**Yapılması Gereken:** Aşağıda yer alan, ABD'nin güç unsurlarını ve dış politika söylemini ele alan yazıyı kaldığı yerden sürdürünüz.

**Seçilmiş Bölüm:**
=-=-=-=-=

1. Dünya savaşıyla birlikte “Yalnızcılık” doktrininden sıyrılıp uluslararası sisteme entegre olan ABD’nin güç pergeli çıkarıldığında “askeri, ekonomik ve ilkeler/değerler sistemi” diye bir sıralamanın yapıldığı görülmektedir. “Willson ilkeleri” olarak bilinen 14 maddelik taslak ile ABD, tüm dünyaya liberal, özgürlükçe ve demokrat retorikle üstünlük taslamaya başlamıştır. Bunun gerisi malum: “medeniyet götürme, barbar toplumları demokratikleştirme…” gibi söylemlerin ardına gizlenmiş emperyal dönüştürme hareketleridir.

=-=-=-=-=

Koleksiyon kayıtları
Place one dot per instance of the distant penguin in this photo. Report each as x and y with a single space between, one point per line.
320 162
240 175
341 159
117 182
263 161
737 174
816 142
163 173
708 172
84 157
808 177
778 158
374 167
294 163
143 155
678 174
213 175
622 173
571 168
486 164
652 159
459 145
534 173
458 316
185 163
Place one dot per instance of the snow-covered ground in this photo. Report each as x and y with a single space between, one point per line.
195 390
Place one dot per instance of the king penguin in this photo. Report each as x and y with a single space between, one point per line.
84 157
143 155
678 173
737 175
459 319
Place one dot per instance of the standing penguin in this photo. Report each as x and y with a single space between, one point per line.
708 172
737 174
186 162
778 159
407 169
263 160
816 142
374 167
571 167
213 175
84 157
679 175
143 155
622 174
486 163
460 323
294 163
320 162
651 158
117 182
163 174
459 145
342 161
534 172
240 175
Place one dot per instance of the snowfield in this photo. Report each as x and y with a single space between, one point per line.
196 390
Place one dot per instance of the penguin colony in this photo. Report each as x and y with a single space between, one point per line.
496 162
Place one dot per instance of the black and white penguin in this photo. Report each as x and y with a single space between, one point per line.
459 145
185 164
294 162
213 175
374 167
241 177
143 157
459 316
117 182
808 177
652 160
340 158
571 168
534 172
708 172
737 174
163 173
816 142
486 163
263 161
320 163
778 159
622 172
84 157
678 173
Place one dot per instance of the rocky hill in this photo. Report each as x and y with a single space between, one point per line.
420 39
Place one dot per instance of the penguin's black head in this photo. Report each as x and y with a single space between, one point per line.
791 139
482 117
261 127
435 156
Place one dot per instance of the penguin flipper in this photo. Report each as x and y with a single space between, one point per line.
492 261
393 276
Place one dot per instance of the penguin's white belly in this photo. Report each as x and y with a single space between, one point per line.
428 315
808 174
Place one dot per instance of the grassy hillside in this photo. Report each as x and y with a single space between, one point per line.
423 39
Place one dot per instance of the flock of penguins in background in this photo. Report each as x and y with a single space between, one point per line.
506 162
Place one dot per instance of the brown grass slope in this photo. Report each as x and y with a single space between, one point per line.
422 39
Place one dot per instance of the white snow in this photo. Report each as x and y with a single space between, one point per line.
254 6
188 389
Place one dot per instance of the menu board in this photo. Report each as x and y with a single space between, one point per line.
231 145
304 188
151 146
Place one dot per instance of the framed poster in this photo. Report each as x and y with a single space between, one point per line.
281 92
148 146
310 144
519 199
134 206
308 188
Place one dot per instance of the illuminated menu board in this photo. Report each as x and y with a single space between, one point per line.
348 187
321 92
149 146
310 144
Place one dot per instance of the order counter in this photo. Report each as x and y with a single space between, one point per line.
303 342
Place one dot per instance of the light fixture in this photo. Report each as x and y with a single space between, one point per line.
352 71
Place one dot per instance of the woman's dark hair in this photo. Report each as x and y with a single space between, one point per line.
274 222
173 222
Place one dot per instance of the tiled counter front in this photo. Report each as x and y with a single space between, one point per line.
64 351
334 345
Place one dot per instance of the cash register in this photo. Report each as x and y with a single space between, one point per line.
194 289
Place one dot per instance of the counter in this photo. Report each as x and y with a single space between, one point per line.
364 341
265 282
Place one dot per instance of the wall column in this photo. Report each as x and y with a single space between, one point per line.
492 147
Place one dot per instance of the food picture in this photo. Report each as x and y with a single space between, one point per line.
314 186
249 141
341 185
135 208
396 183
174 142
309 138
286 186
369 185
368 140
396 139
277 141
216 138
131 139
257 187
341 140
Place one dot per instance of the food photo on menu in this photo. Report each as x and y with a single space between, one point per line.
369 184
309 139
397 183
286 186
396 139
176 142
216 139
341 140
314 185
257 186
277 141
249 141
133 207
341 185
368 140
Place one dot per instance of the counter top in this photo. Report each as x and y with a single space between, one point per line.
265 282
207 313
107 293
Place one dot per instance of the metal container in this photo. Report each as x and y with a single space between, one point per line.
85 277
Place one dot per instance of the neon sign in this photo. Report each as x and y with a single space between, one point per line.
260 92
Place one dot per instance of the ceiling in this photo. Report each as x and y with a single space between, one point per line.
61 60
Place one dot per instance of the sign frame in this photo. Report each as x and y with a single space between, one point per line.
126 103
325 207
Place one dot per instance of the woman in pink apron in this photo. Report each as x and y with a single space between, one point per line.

=-=-=-=-=

**Alıştırma Yanıtı:**
Başını ABD’nin çektiği Batı Bloğu bu ilkeler(!) ışığında 14 Mayıs 1948’de Filistinlilere ait olan topraklar üzerinde bir oldubittiyle azınlık olan yabancı bir demografik unsura (Yahudilere) israil devletini hediye olarak sundular. Evrensel hukukun hiçbir normunda kabul görmeyecek olan bu gasp ve hırsızlık vakasını “Güçlü olan haklıdır(!)” diyen Yankee’lerin anlayışıyla tüm dünyaya kabul ettirdiler.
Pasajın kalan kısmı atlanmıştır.